# [Data]
+---+
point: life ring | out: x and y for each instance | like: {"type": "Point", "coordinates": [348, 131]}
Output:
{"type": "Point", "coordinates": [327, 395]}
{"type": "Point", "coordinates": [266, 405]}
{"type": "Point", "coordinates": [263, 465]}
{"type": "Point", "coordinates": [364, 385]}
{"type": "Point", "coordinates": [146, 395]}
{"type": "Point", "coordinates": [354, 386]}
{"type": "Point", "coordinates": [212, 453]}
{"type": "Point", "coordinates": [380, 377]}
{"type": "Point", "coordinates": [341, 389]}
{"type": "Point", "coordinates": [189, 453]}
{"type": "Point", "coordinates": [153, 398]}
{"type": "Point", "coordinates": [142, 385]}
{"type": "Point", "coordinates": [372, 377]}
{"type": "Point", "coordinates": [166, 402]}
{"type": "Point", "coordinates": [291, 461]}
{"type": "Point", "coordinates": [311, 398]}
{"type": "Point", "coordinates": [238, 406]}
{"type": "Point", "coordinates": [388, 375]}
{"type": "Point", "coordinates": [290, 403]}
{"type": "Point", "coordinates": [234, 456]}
+---+
# [What the task requires]
All of the data needs to be printed once more, exactly.

# [The output]
point: life ring | out: x and y for each instance | like: {"type": "Point", "coordinates": [348, 131]}
Output:
{"type": "Point", "coordinates": [327, 395]}
{"type": "Point", "coordinates": [266, 405]}
{"type": "Point", "coordinates": [263, 465]}
{"type": "Point", "coordinates": [364, 385]}
{"type": "Point", "coordinates": [146, 395]}
{"type": "Point", "coordinates": [354, 386]}
{"type": "Point", "coordinates": [212, 453]}
{"type": "Point", "coordinates": [380, 377]}
{"type": "Point", "coordinates": [341, 389]}
{"type": "Point", "coordinates": [189, 453]}
{"type": "Point", "coordinates": [153, 398]}
{"type": "Point", "coordinates": [142, 385]}
{"type": "Point", "coordinates": [372, 377]}
{"type": "Point", "coordinates": [166, 402]}
{"type": "Point", "coordinates": [291, 461]}
{"type": "Point", "coordinates": [311, 398]}
{"type": "Point", "coordinates": [238, 406]}
{"type": "Point", "coordinates": [388, 375]}
{"type": "Point", "coordinates": [290, 403]}
{"type": "Point", "coordinates": [234, 456]}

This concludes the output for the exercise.